WHAT THIS EXERCISE ASKS:
a) In the passage on the Babm language, how does Babm use the Latin script?
b) Extend the passage about the Babm language, starting after its last sentence.

PASSAGE:

________________________________________

Rikichi (Fuishiki) Okamoto

Setting and usage
  
international auxiliary language

Purpose
  
constructed languages int. auxiliary languages Babm

Babm (pronounced [bɔˈɑːbɔmu]) is an international auxiliary language created by the Japanese philosopher Rikichi [Fuishiki] Okamoto (1885–1963). Okamoto first published the language in his 1962 book, Universal Auxiliary Language Babm, but the language has not caught on even within the constructed language community, and does not have any known current speakers. The language uses the Latin script as a syllabary: each letter marks an entire syllable rather than a single phoneme. To readers used to the Latin script, this creates a rather oddly compacted script with far more consonant letters than vowel letters.

________________________________________

[Excerpts from point annotation data]
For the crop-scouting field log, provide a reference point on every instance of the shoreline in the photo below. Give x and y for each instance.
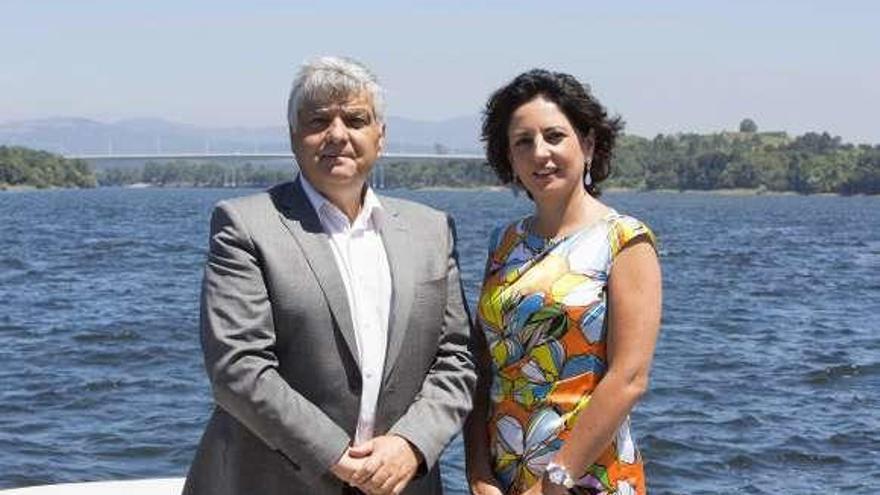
(741, 192)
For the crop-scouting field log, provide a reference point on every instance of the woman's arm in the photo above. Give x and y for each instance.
(634, 306)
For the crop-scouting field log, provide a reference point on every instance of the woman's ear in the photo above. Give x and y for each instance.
(588, 144)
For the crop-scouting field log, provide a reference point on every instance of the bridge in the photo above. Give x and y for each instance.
(263, 156)
(377, 177)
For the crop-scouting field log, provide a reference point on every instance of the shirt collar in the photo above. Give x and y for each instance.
(371, 209)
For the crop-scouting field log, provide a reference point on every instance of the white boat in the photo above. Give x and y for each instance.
(159, 486)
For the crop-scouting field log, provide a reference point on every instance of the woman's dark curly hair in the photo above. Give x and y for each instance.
(574, 99)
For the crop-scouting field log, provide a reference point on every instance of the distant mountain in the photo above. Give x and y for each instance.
(71, 136)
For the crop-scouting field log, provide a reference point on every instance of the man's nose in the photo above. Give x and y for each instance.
(336, 131)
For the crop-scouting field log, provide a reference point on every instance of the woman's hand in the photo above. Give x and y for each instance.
(542, 488)
(486, 486)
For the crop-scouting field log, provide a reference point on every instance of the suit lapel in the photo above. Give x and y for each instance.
(302, 221)
(398, 249)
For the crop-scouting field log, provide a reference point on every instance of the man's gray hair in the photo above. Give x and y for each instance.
(333, 78)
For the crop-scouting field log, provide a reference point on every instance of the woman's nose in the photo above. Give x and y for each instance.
(542, 149)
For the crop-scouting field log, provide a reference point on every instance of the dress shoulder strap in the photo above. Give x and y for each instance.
(624, 230)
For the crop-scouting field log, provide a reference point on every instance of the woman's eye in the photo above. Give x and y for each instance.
(555, 137)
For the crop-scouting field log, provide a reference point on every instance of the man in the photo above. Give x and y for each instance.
(333, 322)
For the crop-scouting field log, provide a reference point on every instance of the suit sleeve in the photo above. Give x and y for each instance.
(238, 339)
(446, 396)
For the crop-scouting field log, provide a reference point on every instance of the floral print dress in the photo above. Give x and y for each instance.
(542, 308)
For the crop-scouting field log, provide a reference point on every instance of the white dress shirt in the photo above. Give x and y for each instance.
(363, 264)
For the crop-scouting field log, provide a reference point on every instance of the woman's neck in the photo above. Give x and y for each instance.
(555, 219)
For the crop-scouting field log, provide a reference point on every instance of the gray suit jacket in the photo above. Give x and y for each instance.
(280, 348)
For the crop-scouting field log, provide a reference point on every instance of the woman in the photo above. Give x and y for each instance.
(570, 305)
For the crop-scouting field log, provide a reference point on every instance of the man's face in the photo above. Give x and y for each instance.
(336, 143)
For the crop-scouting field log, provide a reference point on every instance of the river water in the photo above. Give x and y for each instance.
(766, 378)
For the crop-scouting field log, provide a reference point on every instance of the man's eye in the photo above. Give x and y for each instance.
(358, 121)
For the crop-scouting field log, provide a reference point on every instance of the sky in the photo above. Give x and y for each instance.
(664, 66)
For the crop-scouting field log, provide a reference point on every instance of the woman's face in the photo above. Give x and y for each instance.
(546, 152)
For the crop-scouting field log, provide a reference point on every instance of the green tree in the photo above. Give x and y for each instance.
(748, 126)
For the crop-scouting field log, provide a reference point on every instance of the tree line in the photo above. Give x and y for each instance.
(21, 166)
(772, 161)
(747, 159)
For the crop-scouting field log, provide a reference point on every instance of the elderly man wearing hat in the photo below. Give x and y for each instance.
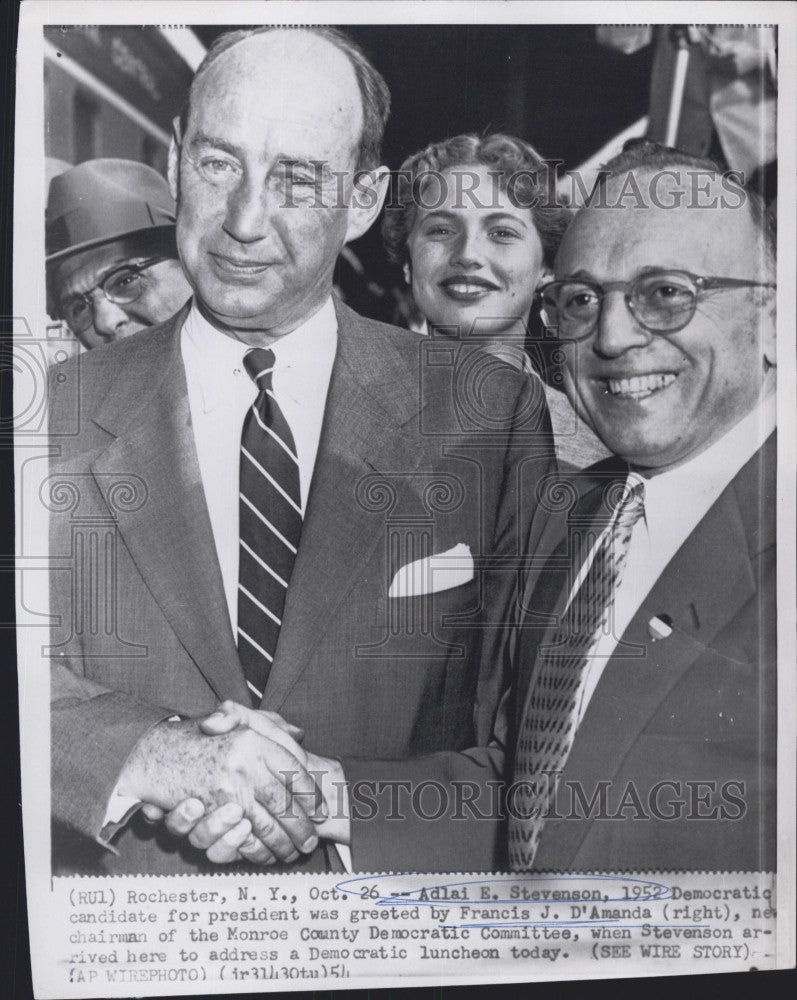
(112, 266)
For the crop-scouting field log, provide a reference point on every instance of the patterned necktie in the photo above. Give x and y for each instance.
(549, 722)
(270, 524)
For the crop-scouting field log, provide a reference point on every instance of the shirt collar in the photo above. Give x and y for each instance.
(303, 357)
(684, 494)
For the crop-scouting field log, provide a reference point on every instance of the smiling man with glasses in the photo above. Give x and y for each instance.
(639, 731)
(112, 266)
(643, 727)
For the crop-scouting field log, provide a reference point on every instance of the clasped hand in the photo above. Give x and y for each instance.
(236, 783)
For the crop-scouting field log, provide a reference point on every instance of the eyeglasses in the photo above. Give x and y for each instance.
(661, 301)
(123, 285)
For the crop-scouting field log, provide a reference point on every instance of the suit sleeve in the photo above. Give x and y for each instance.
(93, 732)
(443, 811)
(93, 729)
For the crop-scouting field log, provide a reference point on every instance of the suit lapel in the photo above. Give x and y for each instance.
(169, 537)
(371, 396)
(702, 589)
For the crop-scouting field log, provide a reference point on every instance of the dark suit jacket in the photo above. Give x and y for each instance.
(696, 710)
(413, 460)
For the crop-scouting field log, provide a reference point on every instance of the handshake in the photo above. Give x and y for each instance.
(238, 785)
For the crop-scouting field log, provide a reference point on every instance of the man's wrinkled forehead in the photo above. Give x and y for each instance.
(283, 79)
(667, 218)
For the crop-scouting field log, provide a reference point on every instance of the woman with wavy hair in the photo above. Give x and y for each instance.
(475, 224)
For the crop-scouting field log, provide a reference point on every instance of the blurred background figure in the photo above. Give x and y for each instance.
(729, 97)
(473, 227)
(112, 266)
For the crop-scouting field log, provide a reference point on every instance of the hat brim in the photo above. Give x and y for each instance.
(99, 241)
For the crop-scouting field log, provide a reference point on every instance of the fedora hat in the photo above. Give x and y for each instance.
(102, 200)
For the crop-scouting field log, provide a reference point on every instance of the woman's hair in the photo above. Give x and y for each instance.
(519, 169)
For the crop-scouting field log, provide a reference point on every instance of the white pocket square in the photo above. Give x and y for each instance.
(432, 574)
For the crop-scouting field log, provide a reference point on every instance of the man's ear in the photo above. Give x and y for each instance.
(367, 197)
(173, 171)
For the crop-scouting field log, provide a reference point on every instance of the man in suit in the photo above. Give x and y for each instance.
(269, 502)
(640, 729)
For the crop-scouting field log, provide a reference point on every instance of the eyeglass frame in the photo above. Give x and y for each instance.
(703, 283)
(88, 297)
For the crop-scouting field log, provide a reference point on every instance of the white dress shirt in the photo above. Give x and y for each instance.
(675, 502)
(220, 393)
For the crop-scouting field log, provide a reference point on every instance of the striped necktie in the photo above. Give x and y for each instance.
(270, 524)
(550, 719)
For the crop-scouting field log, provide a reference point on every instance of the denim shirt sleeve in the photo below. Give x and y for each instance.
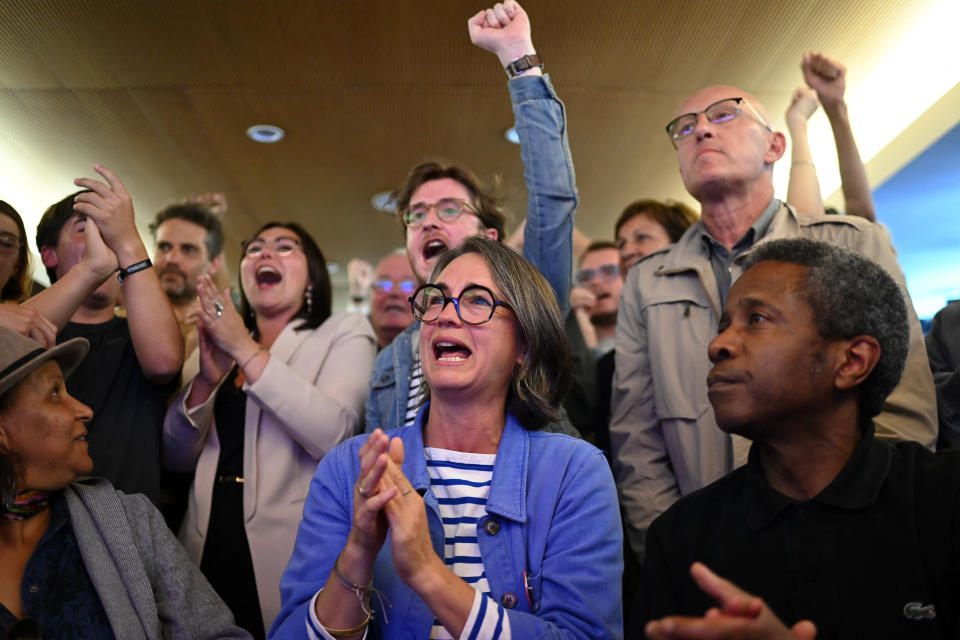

________________________________________

ANSWERS TO EACH TASK:
a) It uses the Latin script as a syllabary, so each letter marks an entire syllable rather than a single phoneme.

b)
The language has in common with some 17th-century artificial languages an over-riding concern with taxonomy, and providing a universally consistent set of names for chemicals, etc.; the author's "scientific" preoccupation is a contrast to the socio-political mandate of Esperanto, although the 1962 book is certainly not lacking in statements about world peace.

Examples

[Babm:] V pajio ci htaj, lrid cga coig pegayx pe bamb ak cop pbagt.

[English:] I am reading this book, which is very interestingly written in Babm by a predominant scholar.

[Babm:] Dedh cjis beg kobp.

[English:] Time causes youth to be old.